Stored data entries
---
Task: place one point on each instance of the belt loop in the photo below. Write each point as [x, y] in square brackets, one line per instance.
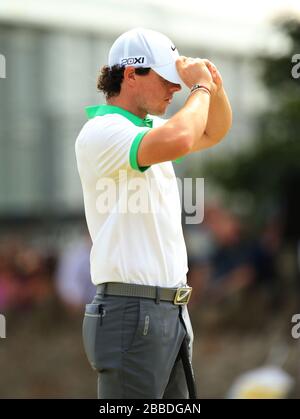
[103, 288]
[157, 295]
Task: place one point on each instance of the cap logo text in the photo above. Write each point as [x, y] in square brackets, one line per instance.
[133, 60]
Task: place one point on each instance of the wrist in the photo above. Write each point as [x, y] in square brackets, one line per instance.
[201, 87]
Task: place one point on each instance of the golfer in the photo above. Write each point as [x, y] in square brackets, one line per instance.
[136, 332]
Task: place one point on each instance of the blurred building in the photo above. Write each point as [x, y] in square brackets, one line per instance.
[53, 51]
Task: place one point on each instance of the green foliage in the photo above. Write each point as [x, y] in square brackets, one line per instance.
[264, 170]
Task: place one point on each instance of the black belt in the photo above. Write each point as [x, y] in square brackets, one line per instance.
[178, 296]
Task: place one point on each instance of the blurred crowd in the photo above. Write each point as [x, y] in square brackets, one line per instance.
[31, 275]
[226, 259]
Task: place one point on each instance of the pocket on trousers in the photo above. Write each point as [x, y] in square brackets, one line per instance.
[93, 318]
[131, 323]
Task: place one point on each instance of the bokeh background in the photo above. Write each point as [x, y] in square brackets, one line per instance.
[244, 258]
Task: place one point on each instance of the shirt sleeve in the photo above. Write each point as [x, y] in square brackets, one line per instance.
[111, 144]
[157, 122]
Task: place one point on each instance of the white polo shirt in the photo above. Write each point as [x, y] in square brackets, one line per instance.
[133, 213]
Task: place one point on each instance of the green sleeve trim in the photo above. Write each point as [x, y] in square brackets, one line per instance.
[133, 152]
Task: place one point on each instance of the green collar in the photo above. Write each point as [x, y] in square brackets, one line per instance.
[101, 110]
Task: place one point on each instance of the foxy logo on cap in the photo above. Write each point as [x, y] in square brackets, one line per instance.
[133, 60]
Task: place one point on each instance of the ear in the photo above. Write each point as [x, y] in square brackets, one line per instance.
[129, 75]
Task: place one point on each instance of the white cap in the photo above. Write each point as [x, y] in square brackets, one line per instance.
[141, 47]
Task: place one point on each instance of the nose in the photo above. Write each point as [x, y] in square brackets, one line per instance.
[175, 87]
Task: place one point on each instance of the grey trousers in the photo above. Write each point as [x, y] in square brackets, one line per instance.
[133, 344]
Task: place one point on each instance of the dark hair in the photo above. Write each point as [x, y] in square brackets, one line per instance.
[110, 79]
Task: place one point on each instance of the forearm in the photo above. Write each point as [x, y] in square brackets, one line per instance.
[219, 117]
[192, 119]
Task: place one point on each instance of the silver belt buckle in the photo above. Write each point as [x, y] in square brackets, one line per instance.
[182, 295]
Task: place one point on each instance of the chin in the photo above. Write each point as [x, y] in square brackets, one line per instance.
[158, 112]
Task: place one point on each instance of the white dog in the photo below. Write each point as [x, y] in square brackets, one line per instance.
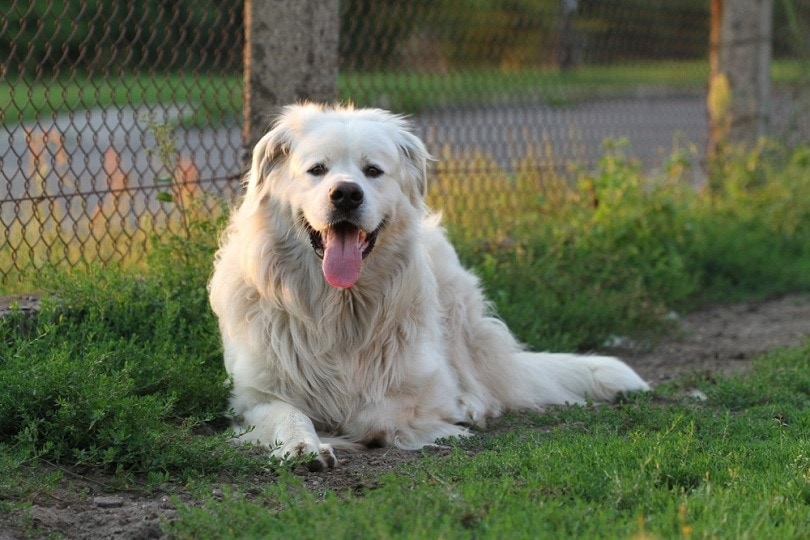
[345, 312]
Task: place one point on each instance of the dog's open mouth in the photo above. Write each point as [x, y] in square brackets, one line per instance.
[342, 247]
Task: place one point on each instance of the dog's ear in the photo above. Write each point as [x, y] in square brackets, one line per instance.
[415, 156]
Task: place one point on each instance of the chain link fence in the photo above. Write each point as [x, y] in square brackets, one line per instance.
[115, 113]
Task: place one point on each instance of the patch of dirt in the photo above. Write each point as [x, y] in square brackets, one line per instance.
[723, 339]
[717, 339]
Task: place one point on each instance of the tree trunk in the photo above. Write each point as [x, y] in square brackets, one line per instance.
[291, 55]
[739, 81]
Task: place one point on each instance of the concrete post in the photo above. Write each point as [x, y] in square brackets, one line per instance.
[739, 81]
[291, 54]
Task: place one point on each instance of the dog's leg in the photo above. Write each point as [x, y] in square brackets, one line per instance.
[556, 379]
[289, 432]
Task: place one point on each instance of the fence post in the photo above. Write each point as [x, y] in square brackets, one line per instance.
[291, 54]
[739, 81]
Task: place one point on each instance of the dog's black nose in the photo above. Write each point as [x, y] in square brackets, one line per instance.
[346, 195]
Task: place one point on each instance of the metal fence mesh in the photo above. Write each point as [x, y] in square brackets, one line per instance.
[112, 110]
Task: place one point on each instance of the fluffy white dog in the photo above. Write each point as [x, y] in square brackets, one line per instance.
[345, 314]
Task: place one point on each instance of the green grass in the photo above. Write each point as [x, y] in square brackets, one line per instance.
[211, 98]
[735, 466]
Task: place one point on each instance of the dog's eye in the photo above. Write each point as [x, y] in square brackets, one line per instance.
[372, 171]
[317, 170]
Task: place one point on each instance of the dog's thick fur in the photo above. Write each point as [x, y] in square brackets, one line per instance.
[345, 312]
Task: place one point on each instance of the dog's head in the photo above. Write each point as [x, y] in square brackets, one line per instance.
[341, 176]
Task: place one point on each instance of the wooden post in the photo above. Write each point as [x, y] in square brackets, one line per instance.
[291, 54]
[739, 82]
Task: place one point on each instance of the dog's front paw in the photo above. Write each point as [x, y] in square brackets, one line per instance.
[473, 410]
[316, 455]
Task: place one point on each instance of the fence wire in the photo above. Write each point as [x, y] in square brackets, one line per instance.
---
## Instructions to follow
Leave the pictures behind and repeat each entry exactly.

## Solution for this problem
Task: place one point on each instance of the belt loop in the photo below. Write each point as [x, y] in square brackets, one line per instance.
[103, 288]
[157, 295]
Task: place one point on each instance of the cap logo text in the photo above. Write each point as [x, y] in square brackets, one line per instance.
[133, 60]
Task: place one point on each instance of the wrist in the photo above. Write each point as [x, y] in square brackets, one line per instance.
[201, 87]
Task: place one point on each instance of the golfer in the photo above. Write each point as [x, y] in square brackets, one line per instance.
[136, 332]
Task: place one point on each instance of the blurred building in the photo above. Write each point as [x, y] in square brackets, one line per instance.
[53, 51]
Task: place one point on each instance of the green foliage in the photo above. Write each point as [x, y] in square brackets, one line per instance.
[264, 170]
Task: place one point on each instance of the black belt in the photo above. Write each point as [x, y] in square brackets, one line per instance.
[178, 296]
Task: place one point on each instance of the blurred crowd in the photo above. Write each point as [x, y] in square brackets, one line per instance.
[31, 275]
[226, 259]
Task: place one point on each instance of the pocket on trousers in the photo above. Write each point as [x, y] in square brackets, one line per instance.
[93, 318]
[131, 323]
Task: place one point on each instance of the bokeh background in the photo above. Write each point as [x, y] in square brackets, one line per instance.
[244, 258]
Task: place one point on each instance of the shirt sleeve in the photo above. Write each point as [x, y] in square brackets, one line per instance.
[111, 144]
[157, 122]
Task: place one point on each instance of the white polo shirt in the photo above. Write each point as [x, y] in square brackets, one line per instance.
[133, 213]
Task: place one point on each instance of the green sleeve trim in the photo above. Write each point as [x, y] in square brackets, one line per instance.
[133, 152]
Task: place one point on each instance of the green collar in the photo above. Write each point as [x, y] in square brackets, one line per instance.
[101, 110]
Task: place one point on each instance of the foxy logo on cap in the photo above. Write each point as [x, y] in square brackets, one line per instance.
[133, 60]
Task: place one point on each instance of the ear in the photo above. Write each point as [x, y] in square brackets, one line per instance.
[129, 75]
Task: place one point on each instance of the white cap in the photo above. Write each point as [x, y] in square brackets, one line per instance.
[141, 47]
Task: place one point on each instance of the nose in the photo above. Write each point as [x, y] in square brackets, one line per instance.
[175, 87]
Task: place one point on each instance of the grey trousers in the photo above. Write each point as [x, y] in square brackets, one line per instance.
[133, 344]
Task: place one point on each instance of the dark hair in the photo above. Write each point as [x, y] in square brackets, one line per instance.
[110, 79]
Task: place one point on each instance of the forearm in the photo above. Write each point as [x, y] in square brackets, one line per instance.
[219, 117]
[192, 119]
Task: place one point on each instance of the silver belt buckle in the photo above. Write each point as [x, y] in square brackets, one line per instance.
[182, 295]
Task: place one point on each instance of the chin in the photo above. Write each point as [x, y] in square brackets, one line per instance.
[158, 112]
Task: place one point on each instance of the white dog in the photo below. Write each point as [x, y] in square brackets, one line per instance.
[345, 312]
Task: place one point on each instance of the dog's open mouth in the photo above. Write each point as [x, y] in square brackets, one line per instance.
[342, 247]
Task: place one point on each instance of the dog's ear in the photo above. Write each point as [x, y] in square brackets, one line per instance.
[415, 156]
Task: place one point on each instance of the chain link fence in the photo above. Write each point as [x, y] in square brackets, one line per instance.
[115, 113]
Task: place one point on each instance of the patch of dirt in the photo above. Write each point as [x, y] in square brackets, one line per instance.
[723, 339]
[717, 339]
Task: place one point on each instance of the tree trunk in the photo above. Write each point as [x, y] in square brackets, one line per instance.
[291, 55]
[739, 81]
Task: place one point on each instance of the concrete post in the photo above. Write each point as [x, y] in square brackets, one line per instance.
[739, 81]
[291, 54]
Task: place one point on each instance of the dog's leg in the photo above. Write each point as [x, y] in square brackets, one line per instance.
[556, 379]
[289, 432]
Task: place one point on each instance of the fence post in the photo above. Write each point as [x, y] in square brackets, one line per instance.
[291, 54]
[739, 81]
Task: place one point on each instance of the dog's black nose in the photo above. Write each point as [x, y] in square brackets, one line per instance.
[346, 195]
Task: place one point on each instance of the metal fence mesh in the photo above. Write each point as [x, y] in square brackets, one line per instance.
[112, 110]
Task: place one point on each instance of the fluffy white dog in the photo above. Write each point as [x, y] in square brackets, one line per instance.
[345, 314]
Task: place one point on each instance of the green grass in the photo above. Write each point as [x, y] in square brackets, one line per instance.
[211, 98]
[735, 466]
Task: place one point on each instance of the dog's eye in the photo above. Write each point as [x, y] in square brackets, one line per instance.
[372, 171]
[317, 170]
Task: place one point on each instance of the dog's thick fur in the photo above. Write each point as [x, y] in square brackets, one line per instance.
[345, 312]
Task: place one point on each instance of the dog's head in the photo above. Write each point as [x, y] in square brackets, one line per instance.
[341, 176]
Task: place one point on each instance of the wooden post in the photo above. Write each point as [x, y] in square brackets, one line per instance.
[291, 54]
[739, 82]
Task: place one point on each instance of the dog's front paw in the photo above. Write each point as [x, y] in square brackets, one line per instance.
[473, 410]
[316, 455]
Task: place one point on each instance of the fence wire in the photo above. Write each point as [x, y] in square brackets, one line per instance.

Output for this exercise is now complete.